• **Passage provided**:
[START]
Tehran may well have been surprised by the extent of Hamas’s operation, but it is adept at recalibrating. It will capitalize on the global sympathy for Palestinians that the devastating pictures out of Gaza inspire, as well as on the fact that Israeli-Saudi normalization talks are on ice and the U.S. president is being shunned by Arab countries. But despite its bombast and rhetoric, the regime in Iran is not suicidal and will not seek to take a last stand and go down in flames. Whatever Tehran does now, together with Hezbollah, will be carefully calculated to ensure the survival of the regime and a smooth transition for the succession of the 84-year-old Khamenei.

Under pressure at home from an agitated, young population and economic sanctions, surrounded by countries cozying up to his archenemy, Israel, Khamenei has been working to improve Iran’s hand thanks to ties with China and Russia and the use of proxy militias. He also bought some breathing space and legitimacy with the rapprochement with Saudi Arabia in March. He is now using the Palestinian cause to re-burnish his regional credentials.

[Read: Four misconceptions about the war in Gaza]

Diplomacy is only now kicking in, with a sputter. Biden’s meetings with Arab leaders have been canceled in protest at the ongoing Israeli military campaign against Gaza and Washington’s refusal to call for a cease-fire. A political opening may be possible at a much later stage of the conflict, and at that time, Tehran may want a part in regional diplomacy.
[END]
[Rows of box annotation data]
[START]
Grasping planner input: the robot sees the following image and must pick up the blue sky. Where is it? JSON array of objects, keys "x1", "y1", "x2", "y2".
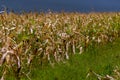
[{"x1": 0, "y1": 0, "x2": 120, "y2": 12}]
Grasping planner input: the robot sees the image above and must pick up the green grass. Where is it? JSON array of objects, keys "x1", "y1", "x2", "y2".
[{"x1": 23, "y1": 39, "x2": 120, "y2": 80}]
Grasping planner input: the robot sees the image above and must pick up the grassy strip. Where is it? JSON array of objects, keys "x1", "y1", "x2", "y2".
[{"x1": 25, "y1": 39, "x2": 120, "y2": 80}]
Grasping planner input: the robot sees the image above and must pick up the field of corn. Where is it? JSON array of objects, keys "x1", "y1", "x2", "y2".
[{"x1": 0, "y1": 12, "x2": 120, "y2": 80}]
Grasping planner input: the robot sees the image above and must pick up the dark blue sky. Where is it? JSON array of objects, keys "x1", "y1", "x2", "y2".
[{"x1": 0, "y1": 0, "x2": 120, "y2": 12}]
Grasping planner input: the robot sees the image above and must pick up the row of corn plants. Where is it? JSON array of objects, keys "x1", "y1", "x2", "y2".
[{"x1": 0, "y1": 12, "x2": 120, "y2": 80}]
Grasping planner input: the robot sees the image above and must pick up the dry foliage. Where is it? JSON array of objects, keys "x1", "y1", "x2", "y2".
[{"x1": 0, "y1": 12, "x2": 120, "y2": 79}]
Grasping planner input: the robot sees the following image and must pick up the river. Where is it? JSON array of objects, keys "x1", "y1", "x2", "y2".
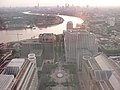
[END]
• **What to work on**: Take the text on Iran's strategy after the Hamas operation further, beginning after its final sentence. The records bear no relation to the text on Iran's strategy after the Hamas operation.

• **Result for this task**:
In 1990, Iran was still exhausted by the Iran-Iraq war, and its pragmatic president, Hashemi Rafsanjani, wanted his country to be readmitted into the international community. He condemned Iraq’s invasion of Kuwait and reconciled with Saudi Arabia after a break of several years. In an effort to further garner the goodwill of the United States, Rafsanjani pushed Iran’s proxies in Lebanon to release the Western hostages that they had been holding since the mid-’80s. But when the 1991 Arab-Israeli peace conference was held in Madrid, Iran was excluded, in a slight it never forgot. Today’s Iran is much different; its president is no Rafsanjani, but the country again has domestic and economic problems that could drive it to seek inclusion or guarantees.  

If the current outbreak of violence leads to an opening for a wider settlement, Iran seems unlikely to get a seat at the table. But stranger things have happened in the Middle East—and Iran’s proxies will have made sure that Tehran has been heard and its price has been set.